### What you will do
Starting at the top of the rows and going on through the line with "box: [985, 503, 1286, 867]", switch "negative clicks" to "excluded clicks". Write out only those lines, with everything else left as it is.

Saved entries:
+-------+

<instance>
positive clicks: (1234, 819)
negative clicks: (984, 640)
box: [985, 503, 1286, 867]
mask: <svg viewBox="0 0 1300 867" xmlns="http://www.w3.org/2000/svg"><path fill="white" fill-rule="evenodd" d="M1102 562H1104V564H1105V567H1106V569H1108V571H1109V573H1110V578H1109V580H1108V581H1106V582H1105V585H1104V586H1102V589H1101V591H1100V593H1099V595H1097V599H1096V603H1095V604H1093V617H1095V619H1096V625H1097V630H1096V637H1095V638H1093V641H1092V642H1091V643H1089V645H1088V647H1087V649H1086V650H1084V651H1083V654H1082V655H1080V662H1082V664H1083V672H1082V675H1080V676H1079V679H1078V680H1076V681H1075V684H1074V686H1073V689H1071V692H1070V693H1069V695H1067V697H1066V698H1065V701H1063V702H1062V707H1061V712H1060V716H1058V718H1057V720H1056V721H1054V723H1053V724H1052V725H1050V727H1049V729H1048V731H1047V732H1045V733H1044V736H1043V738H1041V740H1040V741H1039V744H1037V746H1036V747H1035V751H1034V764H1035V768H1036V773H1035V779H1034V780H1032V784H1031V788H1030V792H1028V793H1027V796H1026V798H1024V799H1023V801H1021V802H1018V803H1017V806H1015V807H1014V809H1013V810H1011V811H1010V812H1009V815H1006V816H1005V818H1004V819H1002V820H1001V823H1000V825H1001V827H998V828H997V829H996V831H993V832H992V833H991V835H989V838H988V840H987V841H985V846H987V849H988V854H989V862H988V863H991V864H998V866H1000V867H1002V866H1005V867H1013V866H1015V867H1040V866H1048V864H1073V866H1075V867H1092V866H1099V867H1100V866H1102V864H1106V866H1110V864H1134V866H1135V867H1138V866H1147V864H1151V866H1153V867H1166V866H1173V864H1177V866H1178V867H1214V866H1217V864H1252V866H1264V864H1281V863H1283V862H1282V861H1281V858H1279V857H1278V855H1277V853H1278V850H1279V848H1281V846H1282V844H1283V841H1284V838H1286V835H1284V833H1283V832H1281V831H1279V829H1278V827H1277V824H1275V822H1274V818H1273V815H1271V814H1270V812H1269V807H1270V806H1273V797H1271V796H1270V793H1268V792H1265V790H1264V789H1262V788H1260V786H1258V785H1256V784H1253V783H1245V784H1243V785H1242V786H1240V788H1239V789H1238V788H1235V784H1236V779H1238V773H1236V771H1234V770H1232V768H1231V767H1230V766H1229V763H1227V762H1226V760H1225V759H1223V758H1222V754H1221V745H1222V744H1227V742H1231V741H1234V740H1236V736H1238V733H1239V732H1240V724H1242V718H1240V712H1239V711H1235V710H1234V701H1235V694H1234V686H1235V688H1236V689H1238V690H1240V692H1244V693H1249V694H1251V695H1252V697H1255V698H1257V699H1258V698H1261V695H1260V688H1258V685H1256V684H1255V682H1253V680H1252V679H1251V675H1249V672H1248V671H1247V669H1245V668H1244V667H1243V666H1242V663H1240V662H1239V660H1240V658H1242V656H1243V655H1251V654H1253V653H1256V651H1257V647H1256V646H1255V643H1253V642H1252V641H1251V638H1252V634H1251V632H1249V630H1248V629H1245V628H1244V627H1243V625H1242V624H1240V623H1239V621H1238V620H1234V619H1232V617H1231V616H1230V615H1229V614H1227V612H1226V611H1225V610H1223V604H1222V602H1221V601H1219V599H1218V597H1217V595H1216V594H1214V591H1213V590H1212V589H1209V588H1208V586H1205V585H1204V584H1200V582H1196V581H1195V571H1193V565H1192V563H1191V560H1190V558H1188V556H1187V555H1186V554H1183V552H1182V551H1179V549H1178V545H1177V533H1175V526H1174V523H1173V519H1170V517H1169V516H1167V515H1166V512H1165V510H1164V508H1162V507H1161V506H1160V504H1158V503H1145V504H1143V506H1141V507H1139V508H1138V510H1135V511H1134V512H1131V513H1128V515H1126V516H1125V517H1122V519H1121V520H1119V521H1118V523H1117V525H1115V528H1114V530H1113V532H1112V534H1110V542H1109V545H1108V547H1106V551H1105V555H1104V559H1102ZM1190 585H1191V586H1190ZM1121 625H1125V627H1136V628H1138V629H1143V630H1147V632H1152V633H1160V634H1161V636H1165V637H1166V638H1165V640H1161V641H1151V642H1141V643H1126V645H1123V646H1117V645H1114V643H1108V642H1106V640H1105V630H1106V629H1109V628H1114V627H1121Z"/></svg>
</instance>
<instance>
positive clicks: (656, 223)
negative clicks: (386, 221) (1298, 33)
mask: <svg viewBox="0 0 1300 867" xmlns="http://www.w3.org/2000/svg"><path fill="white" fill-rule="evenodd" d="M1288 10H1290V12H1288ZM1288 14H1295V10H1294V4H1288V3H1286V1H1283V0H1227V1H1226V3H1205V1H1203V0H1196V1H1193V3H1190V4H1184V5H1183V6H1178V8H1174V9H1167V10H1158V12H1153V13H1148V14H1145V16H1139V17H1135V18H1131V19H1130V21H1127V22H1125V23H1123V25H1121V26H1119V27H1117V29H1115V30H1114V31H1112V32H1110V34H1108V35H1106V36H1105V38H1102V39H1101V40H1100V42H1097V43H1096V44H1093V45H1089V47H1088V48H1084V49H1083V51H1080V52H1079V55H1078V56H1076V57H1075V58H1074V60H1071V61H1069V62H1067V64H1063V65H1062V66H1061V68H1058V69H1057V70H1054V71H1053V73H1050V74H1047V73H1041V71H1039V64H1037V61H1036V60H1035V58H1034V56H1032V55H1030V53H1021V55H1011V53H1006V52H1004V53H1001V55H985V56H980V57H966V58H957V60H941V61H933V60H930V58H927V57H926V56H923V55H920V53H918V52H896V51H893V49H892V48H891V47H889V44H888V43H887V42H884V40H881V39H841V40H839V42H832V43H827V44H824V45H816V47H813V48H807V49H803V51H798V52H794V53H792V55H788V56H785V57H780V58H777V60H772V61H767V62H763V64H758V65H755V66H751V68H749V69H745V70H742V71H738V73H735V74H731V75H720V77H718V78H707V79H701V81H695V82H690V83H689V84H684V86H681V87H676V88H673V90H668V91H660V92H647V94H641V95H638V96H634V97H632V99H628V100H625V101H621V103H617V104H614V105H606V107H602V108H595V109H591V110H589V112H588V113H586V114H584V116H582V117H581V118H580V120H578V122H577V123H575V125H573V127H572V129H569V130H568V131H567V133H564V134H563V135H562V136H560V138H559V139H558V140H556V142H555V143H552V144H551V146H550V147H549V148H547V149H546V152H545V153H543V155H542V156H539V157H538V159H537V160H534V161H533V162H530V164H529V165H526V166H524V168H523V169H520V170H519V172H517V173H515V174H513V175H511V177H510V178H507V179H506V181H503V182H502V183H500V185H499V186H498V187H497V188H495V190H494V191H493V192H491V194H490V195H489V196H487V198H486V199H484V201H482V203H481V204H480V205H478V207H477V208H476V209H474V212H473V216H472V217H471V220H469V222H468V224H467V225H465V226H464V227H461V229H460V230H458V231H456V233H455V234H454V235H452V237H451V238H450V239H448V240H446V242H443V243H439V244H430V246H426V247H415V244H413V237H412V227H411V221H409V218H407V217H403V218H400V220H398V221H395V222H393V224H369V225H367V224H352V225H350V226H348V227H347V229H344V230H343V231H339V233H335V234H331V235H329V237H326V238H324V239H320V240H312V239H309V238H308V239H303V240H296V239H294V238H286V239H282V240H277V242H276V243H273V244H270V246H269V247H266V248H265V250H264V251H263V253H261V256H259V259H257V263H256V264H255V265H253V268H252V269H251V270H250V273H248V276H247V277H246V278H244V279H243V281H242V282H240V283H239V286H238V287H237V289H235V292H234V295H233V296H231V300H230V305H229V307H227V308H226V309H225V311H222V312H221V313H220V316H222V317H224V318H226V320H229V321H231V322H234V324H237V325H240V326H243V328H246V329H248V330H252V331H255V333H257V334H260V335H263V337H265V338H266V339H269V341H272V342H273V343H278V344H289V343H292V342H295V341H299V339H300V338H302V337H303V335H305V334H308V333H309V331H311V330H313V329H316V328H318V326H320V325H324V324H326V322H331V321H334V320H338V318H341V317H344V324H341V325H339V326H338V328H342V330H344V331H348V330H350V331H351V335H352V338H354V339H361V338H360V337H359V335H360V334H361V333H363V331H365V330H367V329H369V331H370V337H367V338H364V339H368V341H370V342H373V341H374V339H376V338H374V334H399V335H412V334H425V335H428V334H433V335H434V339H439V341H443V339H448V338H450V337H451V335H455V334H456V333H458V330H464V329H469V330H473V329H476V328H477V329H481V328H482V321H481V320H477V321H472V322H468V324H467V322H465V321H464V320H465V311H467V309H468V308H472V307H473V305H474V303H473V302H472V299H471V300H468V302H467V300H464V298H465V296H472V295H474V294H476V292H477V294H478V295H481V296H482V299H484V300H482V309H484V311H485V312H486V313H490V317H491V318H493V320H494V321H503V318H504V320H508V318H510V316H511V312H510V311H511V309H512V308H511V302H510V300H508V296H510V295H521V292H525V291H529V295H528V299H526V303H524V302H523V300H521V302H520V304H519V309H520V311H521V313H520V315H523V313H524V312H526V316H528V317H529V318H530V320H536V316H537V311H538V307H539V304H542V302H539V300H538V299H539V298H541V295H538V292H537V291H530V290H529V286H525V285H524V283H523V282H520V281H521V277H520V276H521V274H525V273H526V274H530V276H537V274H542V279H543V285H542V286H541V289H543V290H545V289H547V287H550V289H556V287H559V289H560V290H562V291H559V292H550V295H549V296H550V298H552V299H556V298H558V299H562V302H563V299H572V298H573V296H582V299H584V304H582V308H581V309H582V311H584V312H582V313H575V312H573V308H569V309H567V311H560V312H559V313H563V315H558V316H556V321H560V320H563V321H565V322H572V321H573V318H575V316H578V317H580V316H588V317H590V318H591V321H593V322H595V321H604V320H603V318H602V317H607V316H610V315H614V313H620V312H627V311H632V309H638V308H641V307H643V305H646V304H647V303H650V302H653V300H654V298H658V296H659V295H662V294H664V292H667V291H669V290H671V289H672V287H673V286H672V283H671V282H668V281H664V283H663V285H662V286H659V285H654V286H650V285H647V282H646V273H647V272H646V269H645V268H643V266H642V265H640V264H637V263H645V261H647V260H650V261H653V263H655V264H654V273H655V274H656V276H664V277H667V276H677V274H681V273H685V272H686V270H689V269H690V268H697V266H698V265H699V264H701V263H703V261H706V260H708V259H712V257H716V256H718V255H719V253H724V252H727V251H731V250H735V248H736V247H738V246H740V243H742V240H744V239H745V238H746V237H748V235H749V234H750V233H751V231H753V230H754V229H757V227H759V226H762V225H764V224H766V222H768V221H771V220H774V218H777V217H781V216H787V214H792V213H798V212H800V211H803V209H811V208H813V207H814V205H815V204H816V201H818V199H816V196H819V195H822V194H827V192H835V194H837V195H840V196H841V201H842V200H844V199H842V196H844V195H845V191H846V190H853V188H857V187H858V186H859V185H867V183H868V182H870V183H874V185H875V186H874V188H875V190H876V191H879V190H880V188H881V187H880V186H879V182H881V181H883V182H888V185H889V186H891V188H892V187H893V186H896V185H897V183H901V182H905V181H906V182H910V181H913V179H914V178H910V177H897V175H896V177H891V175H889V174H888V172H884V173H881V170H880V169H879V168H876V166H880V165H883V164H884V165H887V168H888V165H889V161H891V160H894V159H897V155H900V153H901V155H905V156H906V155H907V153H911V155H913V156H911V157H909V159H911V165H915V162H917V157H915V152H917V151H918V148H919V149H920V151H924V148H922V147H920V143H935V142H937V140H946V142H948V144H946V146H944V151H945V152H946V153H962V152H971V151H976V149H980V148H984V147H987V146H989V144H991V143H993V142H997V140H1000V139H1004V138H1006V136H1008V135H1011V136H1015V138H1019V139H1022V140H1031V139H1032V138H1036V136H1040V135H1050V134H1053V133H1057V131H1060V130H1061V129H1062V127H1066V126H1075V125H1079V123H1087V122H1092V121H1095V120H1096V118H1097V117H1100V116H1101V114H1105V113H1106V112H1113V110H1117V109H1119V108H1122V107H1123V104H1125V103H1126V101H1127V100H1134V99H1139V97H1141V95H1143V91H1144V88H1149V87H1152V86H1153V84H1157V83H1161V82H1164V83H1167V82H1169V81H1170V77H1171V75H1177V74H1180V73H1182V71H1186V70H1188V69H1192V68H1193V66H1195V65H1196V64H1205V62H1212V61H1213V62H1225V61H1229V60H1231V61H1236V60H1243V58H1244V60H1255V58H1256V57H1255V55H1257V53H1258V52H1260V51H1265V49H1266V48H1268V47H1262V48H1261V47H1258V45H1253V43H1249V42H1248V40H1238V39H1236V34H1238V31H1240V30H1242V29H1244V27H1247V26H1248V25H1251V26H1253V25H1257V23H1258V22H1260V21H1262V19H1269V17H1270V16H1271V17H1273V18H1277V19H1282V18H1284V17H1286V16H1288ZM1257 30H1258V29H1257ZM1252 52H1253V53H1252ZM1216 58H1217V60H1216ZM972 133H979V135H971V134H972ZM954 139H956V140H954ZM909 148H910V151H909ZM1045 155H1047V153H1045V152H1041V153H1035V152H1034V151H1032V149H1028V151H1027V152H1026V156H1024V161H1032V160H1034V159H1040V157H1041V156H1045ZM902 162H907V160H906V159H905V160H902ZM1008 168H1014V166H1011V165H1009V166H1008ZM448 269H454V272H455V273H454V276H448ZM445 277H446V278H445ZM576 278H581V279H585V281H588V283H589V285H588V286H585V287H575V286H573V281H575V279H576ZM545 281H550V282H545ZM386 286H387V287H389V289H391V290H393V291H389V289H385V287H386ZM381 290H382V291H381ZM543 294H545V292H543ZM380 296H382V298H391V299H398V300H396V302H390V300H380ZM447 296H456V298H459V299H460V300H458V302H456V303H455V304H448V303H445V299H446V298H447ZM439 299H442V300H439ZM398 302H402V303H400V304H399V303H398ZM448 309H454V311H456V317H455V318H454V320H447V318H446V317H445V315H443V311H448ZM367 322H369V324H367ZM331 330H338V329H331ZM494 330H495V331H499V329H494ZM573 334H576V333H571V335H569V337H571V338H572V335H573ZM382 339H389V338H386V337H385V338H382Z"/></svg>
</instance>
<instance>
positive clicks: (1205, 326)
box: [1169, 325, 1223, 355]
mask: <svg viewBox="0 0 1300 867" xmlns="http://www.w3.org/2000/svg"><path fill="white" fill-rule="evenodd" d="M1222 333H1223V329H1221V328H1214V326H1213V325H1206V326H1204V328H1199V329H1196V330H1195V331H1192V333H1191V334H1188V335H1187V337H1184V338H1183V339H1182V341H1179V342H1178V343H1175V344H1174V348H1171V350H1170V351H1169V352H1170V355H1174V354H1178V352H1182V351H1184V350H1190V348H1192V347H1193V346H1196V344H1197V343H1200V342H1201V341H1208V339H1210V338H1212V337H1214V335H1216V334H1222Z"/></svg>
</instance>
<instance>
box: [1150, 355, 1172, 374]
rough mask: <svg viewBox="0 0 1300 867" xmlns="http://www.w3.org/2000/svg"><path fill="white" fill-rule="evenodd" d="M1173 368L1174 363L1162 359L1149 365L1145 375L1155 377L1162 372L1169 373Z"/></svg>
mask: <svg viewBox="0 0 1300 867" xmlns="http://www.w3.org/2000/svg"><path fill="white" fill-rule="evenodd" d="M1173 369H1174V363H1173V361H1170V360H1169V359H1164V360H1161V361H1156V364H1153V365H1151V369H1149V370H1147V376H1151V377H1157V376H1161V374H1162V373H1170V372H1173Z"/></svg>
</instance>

+-------+

### Response area
<instance>
positive clicks: (1234, 819)
excluded clicks: (984, 640)
box: [985, 503, 1286, 867]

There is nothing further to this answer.